**Requirement**
Output an exact reproduction of the data.

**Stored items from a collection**
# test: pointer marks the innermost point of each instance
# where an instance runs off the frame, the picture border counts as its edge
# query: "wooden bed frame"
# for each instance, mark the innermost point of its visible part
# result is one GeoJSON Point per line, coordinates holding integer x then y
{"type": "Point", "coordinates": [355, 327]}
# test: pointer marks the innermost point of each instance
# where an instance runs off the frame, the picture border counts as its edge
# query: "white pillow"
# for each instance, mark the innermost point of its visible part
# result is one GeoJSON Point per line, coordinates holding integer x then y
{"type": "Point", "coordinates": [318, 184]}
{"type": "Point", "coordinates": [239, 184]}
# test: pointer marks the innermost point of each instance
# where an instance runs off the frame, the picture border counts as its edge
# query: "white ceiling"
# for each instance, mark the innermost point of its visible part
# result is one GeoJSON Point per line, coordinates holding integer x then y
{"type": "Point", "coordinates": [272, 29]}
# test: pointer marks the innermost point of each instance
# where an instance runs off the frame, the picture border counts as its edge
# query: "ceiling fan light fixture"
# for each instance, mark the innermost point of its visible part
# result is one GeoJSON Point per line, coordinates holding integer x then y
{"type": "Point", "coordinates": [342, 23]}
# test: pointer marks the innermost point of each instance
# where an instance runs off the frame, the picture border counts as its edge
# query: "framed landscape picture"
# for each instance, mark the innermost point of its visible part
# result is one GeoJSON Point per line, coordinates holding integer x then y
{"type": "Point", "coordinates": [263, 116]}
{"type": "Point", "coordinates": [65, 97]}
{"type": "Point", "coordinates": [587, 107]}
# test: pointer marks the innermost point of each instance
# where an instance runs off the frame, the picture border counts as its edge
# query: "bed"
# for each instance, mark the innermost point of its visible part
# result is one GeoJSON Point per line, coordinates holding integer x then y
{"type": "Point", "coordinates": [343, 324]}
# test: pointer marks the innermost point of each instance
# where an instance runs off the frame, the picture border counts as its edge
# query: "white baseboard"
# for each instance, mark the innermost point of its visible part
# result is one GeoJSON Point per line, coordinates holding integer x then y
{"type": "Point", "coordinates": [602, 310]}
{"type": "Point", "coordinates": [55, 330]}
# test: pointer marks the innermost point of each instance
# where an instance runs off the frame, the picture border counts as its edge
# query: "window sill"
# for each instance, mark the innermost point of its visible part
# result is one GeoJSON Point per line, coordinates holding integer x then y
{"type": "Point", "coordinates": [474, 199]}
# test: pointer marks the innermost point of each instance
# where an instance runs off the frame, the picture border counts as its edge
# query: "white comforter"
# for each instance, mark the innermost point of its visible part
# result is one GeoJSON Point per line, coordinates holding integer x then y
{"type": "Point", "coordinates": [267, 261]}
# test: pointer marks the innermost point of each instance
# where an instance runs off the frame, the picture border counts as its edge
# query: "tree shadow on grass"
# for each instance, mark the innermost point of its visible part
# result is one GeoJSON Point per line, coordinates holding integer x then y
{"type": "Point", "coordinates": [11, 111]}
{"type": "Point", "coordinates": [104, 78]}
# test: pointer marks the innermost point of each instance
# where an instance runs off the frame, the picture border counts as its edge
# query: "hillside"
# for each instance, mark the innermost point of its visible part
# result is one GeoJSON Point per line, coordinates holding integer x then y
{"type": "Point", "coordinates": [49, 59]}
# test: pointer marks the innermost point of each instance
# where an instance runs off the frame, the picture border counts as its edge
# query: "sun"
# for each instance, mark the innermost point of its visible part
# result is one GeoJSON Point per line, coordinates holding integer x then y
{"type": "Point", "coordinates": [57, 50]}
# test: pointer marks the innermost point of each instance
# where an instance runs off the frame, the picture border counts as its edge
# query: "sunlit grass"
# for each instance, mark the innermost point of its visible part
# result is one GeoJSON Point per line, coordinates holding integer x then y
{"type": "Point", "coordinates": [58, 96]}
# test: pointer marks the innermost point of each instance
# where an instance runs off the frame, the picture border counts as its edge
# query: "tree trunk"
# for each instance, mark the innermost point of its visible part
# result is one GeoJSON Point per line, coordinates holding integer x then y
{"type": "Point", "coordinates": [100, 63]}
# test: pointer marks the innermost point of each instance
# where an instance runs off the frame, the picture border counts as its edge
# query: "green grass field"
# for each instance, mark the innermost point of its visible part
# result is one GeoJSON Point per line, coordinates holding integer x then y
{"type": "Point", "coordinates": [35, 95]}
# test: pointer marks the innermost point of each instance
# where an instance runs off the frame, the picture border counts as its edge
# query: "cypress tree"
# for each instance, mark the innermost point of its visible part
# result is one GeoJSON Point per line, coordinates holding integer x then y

**Solution to this task**
# test: pointer marks the innermost point of each instance
# where an instance runs off the frame, the picture border counts as its edge
# query: "wooden bed frame"
# for each instance, mark the innermost point of its visible part
# result is one GeoJSON Point per line, coordinates holding integer x then y
{"type": "Point", "coordinates": [355, 327]}
# test: pointer marks the innermost point of each instance
# where an instance runs off the frame, the picture border counts as its edge
# query: "white pillow"
# for each instance, mark the innermost point of its visible part
# result is one GeoJSON Point per line, coordinates holding integer x then y
{"type": "Point", "coordinates": [318, 184]}
{"type": "Point", "coordinates": [239, 184]}
# test: pointer marks the innermost point of each instance
# where an instance runs off the frame, the picture border counts as its edge
# query: "white ceiling"
# for each instance, mark the innermost point of its visible part
# result is one GeoJSON Point per line, coordinates holding integer x then y
{"type": "Point", "coordinates": [272, 29]}
# test: pointer marks the innermost point of each instance
# where an instance runs off the frame, the picture border counts as its edge
# query: "ceiling fan light fixture"
# for each instance, mark the innermost point of its visible part
# result is one GeoJSON Point per line, coordinates holding integer x then y
{"type": "Point", "coordinates": [342, 23]}
# test: pointer marks the innermost point of each instance
# where an instance runs off the frame, the picture border counts as its edge
# query: "framed landscape picture"
# for each instance, mark the innermost point of its visible part
# result is one GeoJSON Point per line, coordinates holding integer x then y
{"type": "Point", "coordinates": [263, 116]}
{"type": "Point", "coordinates": [65, 97]}
{"type": "Point", "coordinates": [587, 107]}
# test: pointer marks the innermost point of each instance
# where an instance runs off the frame, the picture border counts as its edge
# query: "bed"
# for each instance, mark the innermost point of its visible part
# result is one GeoJSON Point per line, coordinates holding integer x then y
{"type": "Point", "coordinates": [343, 324]}
# test: pointer marks the innermost point of each instance
# where an instance runs off the frame, the picture border counts as its edge
# query: "white baseboard"
# for each instance, mark the innermost point of its visible part
# result is one GeoJSON Point per line, coordinates holding integer x then y
{"type": "Point", "coordinates": [602, 310]}
{"type": "Point", "coordinates": [55, 330]}
# test: pointer marks the innermost point of each instance
# where an instance runs off the frame, the picture border counts as its edge
# query: "window sill"
# for each instance, mark the innermost point of its visible part
# result is one GeoJSON Point per line, coordinates holding integer x then y
{"type": "Point", "coordinates": [474, 199]}
# test: pointer marks the innermost point of each instance
# where an instance runs off the frame, the picture border counts as its edge
# query: "white comforter"
# for each instance, mark the innermost point of its visible part
# result is one GeoJSON Point per line, coordinates holding integer x then y
{"type": "Point", "coordinates": [267, 261]}
# test: pointer marks the innermost point of each instance
# where an instance runs off the frame, the picture border counts as its edge
# query: "tree shadow on grass"
# for each instance, mark the innermost point of its visible part
# result is one GeoJSON Point per line, coordinates holding integer x then y
{"type": "Point", "coordinates": [11, 111]}
{"type": "Point", "coordinates": [104, 78]}
# test: pointer marks the innermost point of each instance
# where an instance runs off the frame, the picture border counts as its edge
# query: "hillside"
# for each instance, mark the innermost point of its visible part
# result is one GeoJSON Point per line, coordinates holding integer x then y
{"type": "Point", "coordinates": [49, 59]}
# test: pointer marks the innermost point of each instance
# where an instance runs off the frame, the picture border counts as its edge
# query: "sun"
# for each instance, mark the innermost point of its visible part
# result is one GeoJSON Point per line, coordinates holding integer x then y
{"type": "Point", "coordinates": [57, 50]}
# test: pointer marks the innermost point of each instance
# where an instance runs off the frame, the picture border counts as its edge
# query: "sunlit grass"
# for each instance, mark the innermost point of its visible part
# result is one GeoJSON Point per line, coordinates holding integer x then y
{"type": "Point", "coordinates": [58, 96]}
# test: pointer marks the innermost point of each instance
# where an instance runs off the frame, the picture border counts as its edge
# query: "tree trunk"
# for each instance, mark the innermost point of its visible part
# result is one GeoJSON Point per line, coordinates holding integer x then y
{"type": "Point", "coordinates": [100, 63]}
# test: pointer marks the innermost point of each instance
# where an instance runs off the frame, the picture border counts as its edge
# query: "green grass field"
# for each instance, mark the innermost point of its visible part
# result is one GeoJSON Point per line, coordinates holding integer x then y
{"type": "Point", "coordinates": [35, 95]}
# test: pointer marks the innermost point of each instance
# where an instance runs off the frame, the picture border counts as its edge
# query: "cypress tree"
# for each instance, mark the innermost point of its visible part
# result is one GeoJSON Point per line, coordinates holding integer x then y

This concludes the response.